STUDY TEXT
Global Village

Technology changes society. The ways we send and receive information fundamentally alters our interactions.

Marshall McLuhan chronicled the creation of tools that shaped communication and society. Our shift from the tribal epoch to the written epoch occurred with the invention of written alphabets that could transcribe oral histories. The shift from the literate epoch to the print epoch happened when the printing press made possible the rapid dissemination of ideas in texts. The later electronic epoch was born with the invention of the telegraph, which allowed messages to travel through a wire.

Each tool has emerged with it’s fair share of criticism. Books spread knowledge, but will empower people to revolt. Telephones are convenient, but they’re too impersonal to use regularly. Televisions are fun, but are a frivolous waste of time. Social media is cool, but it’s just a fad.

And, each tool raises a new opportunity to answer the fundamental questions about technology: how will people use it – for good or for ill.

GIVEN INFORMATION
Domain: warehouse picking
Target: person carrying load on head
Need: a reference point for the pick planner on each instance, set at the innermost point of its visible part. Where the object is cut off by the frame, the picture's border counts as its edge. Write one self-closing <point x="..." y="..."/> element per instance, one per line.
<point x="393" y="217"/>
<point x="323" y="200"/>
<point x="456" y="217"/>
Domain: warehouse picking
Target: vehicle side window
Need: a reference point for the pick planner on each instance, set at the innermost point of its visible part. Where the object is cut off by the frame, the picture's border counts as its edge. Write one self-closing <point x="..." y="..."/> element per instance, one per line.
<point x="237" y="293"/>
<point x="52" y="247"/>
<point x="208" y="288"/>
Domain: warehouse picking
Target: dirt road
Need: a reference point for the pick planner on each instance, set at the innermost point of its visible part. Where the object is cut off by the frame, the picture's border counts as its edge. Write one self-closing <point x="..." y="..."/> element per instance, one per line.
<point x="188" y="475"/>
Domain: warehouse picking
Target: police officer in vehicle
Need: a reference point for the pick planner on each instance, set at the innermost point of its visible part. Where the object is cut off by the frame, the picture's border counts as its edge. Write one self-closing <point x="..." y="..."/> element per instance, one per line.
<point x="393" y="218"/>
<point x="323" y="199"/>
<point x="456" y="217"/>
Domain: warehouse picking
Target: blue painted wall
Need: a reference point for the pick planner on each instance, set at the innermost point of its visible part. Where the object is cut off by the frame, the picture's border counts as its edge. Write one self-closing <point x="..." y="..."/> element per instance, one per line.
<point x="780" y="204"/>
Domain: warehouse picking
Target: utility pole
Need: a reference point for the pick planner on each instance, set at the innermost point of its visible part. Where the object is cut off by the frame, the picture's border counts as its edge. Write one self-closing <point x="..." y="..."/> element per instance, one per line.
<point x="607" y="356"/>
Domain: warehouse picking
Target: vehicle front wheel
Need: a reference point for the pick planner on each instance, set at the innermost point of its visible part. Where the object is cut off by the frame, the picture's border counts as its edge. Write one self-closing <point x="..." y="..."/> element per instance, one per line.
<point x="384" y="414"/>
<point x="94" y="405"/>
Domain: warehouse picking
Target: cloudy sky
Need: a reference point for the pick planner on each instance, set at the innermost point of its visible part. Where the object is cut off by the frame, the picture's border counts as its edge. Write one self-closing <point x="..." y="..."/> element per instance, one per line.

HOW TO COMPLETE THIS TASK
In the Global Village text, what invention gave birth to the electronic epoch?

ANSWER TO THE EXERCISE
The telegraph, which allowed messages to travel through a wire.